** Begin **

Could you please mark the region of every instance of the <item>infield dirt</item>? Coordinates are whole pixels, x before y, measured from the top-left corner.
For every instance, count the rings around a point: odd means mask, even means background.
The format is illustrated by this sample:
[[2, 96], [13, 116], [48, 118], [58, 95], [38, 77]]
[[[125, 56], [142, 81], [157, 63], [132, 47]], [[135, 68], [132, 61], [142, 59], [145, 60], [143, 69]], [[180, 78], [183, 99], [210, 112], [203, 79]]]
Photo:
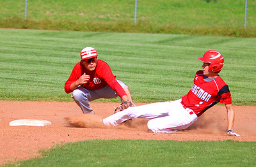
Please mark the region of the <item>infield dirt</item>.
[[[256, 106], [234, 106], [234, 130], [239, 137], [226, 134], [227, 113], [224, 106], [215, 106], [198, 118], [189, 129], [175, 133], [153, 133], [147, 128], [147, 120], [132, 120], [116, 127], [96, 124], [83, 127], [88, 119], [98, 120], [113, 113], [118, 103], [91, 103], [95, 115], [84, 115], [74, 102], [0, 101], [0, 165], [17, 160], [40, 157], [41, 149], [56, 144], [93, 139], [143, 139], [218, 141], [232, 140], [256, 142]], [[136, 104], [141, 105], [143, 104]], [[72, 117], [70, 125], [65, 118]], [[16, 119], [43, 119], [51, 122], [44, 127], [10, 126]], [[82, 122], [82, 124], [77, 124]]]

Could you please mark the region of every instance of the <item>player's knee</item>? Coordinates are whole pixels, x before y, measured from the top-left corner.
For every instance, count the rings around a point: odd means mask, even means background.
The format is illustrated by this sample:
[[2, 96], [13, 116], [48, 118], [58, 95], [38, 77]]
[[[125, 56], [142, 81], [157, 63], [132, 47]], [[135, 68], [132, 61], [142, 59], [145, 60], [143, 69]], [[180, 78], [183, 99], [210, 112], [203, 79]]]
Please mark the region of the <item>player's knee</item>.
[[123, 89], [128, 89], [128, 86], [127, 86], [127, 85], [125, 85], [125, 84], [124, 84], [124, 82], [122, 82], [120, 81], [120, 80], [117, 80], [117, 82], [119, 83], [119, 84], [121, 85], [121, 87], [122, 87]]
[[153, 120], [150, 120], [147, 123], [148, 129], [152, 131], [154, 133], [157, 133], [159, 129], [156, 126], [156, 124], [154, 123]]
[[79, 89], [74, 90], [72, 97], [74, 99], [77, 101], [86, 98], [86, 94]]

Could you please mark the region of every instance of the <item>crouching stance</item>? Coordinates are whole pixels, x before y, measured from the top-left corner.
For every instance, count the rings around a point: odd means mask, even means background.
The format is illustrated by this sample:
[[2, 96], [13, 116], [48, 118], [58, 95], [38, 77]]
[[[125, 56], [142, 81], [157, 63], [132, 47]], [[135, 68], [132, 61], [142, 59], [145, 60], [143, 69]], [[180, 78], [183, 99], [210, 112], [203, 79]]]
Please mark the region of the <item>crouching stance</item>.
[[102, 120], [106, 126], [118, 126], [131, 119], [148, 119], [148, 128], [154, 133], [172, 133], [185, 129], [198, 117], [218, 102], [226, 106], [227, 133], [239, 136], [233, 131], [234, 111], [228, 85], [219, 76], [224, 64], [223, 55], [216, 50], [208, 50], [199, 60], [203, 70], [196, 73], [194, 84], [180, 99], [129, 107]]
[[132, 101], [128, 86], [116, 80], [106, 62], [98, 60], [94, 48], [84, 48], [80, 55], [81, 61], [65, 83], [65, 91], [72, 92], [71, 97], [83, 113], [94, 113], [89, 101], [99, 98], [119, 96], [122, 101]]

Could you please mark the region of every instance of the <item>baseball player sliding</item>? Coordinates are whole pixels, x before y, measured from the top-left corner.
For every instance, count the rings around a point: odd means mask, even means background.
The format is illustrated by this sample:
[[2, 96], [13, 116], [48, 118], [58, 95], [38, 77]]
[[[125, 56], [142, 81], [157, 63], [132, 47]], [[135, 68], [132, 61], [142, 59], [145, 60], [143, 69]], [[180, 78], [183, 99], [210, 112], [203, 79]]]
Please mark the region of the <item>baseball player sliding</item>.
[[224, 58], [216, 50], [207, 51], [199, 60], [203, 70], [196, 73], [188, 93], [176, 101], [129, 107], [102, 120], [106, 126], [118, 126], [131, 119], [148, 119], [148, 129], [154, 133], [173, 133], [190, 126], [198, 117], [218, 102], [225, 105], [228, 135], [239, 136], [233, 131], [235, 113], [228, 85], [219, 76]]
[[71, 97], [83, 113], [94, 113], [89, 101], [99, 98], [114, 98], [119, 96], [124, 102], [123, 108], [129, 106], [128, 104], [134, 105], [128, 86], [116, 80], [106, 62], [98, 60], [94, 48], [84, 48], [80, 55], [81, 61], [76, 64], [65, 83], [65, 91], [72, 92]]

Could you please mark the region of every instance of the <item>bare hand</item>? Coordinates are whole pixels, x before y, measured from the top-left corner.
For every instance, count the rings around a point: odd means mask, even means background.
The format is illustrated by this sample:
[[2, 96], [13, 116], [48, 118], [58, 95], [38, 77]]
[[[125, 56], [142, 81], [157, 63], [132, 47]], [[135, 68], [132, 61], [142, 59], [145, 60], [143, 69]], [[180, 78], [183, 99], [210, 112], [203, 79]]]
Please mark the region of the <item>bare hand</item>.
[[85, 73], [82, 75], [77, 80], [78, 85], [83, 85], [86, 84], [90, 80], [90, 75], [86, 75]]

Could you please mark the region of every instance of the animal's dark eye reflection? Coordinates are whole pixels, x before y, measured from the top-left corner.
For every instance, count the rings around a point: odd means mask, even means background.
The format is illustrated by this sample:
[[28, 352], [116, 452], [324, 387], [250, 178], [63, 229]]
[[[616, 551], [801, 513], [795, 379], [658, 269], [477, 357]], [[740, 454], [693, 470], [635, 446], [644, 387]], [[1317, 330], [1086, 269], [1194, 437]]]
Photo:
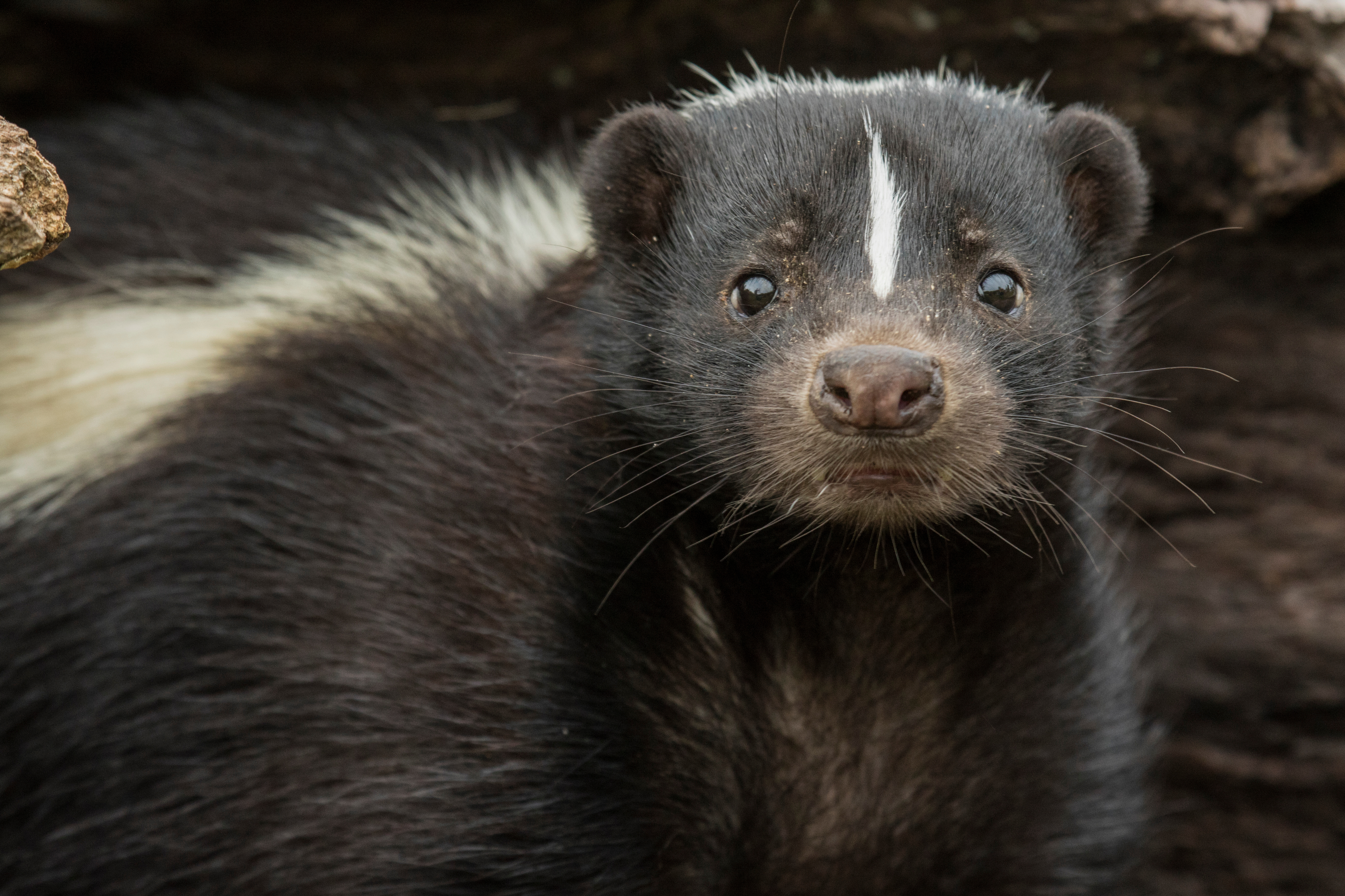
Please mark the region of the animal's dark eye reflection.
[[1014, 279], [1013, 274], [997, 270], [987, 274], [976, 286], [976, 298], [995, 310], [1010, 314], [1022, 308], [1025, 296], [1022, 285]]
[[742, 317], [752, 317], [776, 300], [780, 289], [769, 277], [752, 274], [738, 281], [729, 294], [729, 304]]

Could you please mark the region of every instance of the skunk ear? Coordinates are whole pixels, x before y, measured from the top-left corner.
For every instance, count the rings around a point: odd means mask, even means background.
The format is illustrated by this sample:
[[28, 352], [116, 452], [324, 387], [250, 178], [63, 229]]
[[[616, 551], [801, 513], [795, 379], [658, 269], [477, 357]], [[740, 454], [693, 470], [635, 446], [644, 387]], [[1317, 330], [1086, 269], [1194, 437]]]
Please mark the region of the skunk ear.
[[1104, 111], [1068, 106], [1046, 126], [1075, 232], [1099, 259], [1130, 251], [1149, 219], [1149, 176], [1130, 129]]
[[601, 250], [627, 254], [664, 232], [691, 146], [691, 126], [663, 106], [639, 106], [603, 126], [580, 169]]

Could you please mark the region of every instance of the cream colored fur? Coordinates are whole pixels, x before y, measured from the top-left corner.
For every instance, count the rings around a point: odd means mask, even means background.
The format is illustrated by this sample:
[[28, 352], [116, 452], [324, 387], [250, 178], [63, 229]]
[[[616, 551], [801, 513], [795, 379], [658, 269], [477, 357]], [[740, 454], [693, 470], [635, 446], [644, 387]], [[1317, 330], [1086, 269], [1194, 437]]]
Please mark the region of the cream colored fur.
[[0, 514], [133, 459], [164, 412], [227, 386], [222, 361], [249, 340], [355, 304], [437, 301], [445, 282], [516, 300], [589, 239], [557, 163], [436, 172], [391, 189], [377, 215], [328, 216], [325, 232], [227, 271], [125, 266], [0, 309]]

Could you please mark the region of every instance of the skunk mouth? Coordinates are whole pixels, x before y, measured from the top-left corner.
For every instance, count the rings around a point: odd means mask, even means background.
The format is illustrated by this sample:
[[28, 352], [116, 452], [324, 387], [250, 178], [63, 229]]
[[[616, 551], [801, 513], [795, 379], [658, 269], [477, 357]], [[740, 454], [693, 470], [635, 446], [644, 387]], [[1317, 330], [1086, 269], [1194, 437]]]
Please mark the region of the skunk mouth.
[[909, 490], [933, 489], [940, 485], [939, 480], [923, 476], [907, 467], [862, 466], [850, 470], [841, 470], [827, 478], [830, 485], [849, 485], [872, 490]]

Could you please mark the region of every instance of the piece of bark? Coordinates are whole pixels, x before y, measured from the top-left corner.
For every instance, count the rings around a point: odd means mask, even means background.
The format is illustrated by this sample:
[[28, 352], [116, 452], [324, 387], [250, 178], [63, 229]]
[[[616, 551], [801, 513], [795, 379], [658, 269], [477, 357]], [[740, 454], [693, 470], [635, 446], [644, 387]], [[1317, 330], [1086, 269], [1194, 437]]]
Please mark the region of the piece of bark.
[[0, 270], [51, 253], [70, 235], [70, 197], [28, 132], [0, 118]]

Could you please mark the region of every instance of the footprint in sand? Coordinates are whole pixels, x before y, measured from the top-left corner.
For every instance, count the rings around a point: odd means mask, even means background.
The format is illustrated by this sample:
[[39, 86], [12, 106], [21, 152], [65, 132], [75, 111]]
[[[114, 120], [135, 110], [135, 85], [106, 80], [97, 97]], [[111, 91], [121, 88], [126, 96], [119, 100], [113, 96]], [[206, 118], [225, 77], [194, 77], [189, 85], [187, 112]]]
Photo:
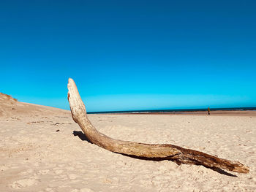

** End **

Task objective
Reproduce the material from its first line through the line with "Please mark the region of the <item>infield", changing "top-left corner" to "upper-left corner" and keeping everything else the same. Omit the picture from your answer.

Exercise response
Could you please mark the region of every instance of the <item>infield dirt</item>? Coordinates are whole pixels, x before y, measured from the upper-left corner.
For every instance, count the rings around a point: odd means mask, even means background.
The format is illustrated by this sample:
[[2, 96], [13, 116], [48, 118], [58, 95], [38, 77]]
[[[125, 56], [142, 81], [157, 63], [132, 47]], [[135, 68], [132, 61], [142, 59], [145, 60], [143, 69]], [[180, 78], [183, 99], [210, 112], [203, 79]]]
Photo:
Please mark the region of the <item>infield dirt</item>.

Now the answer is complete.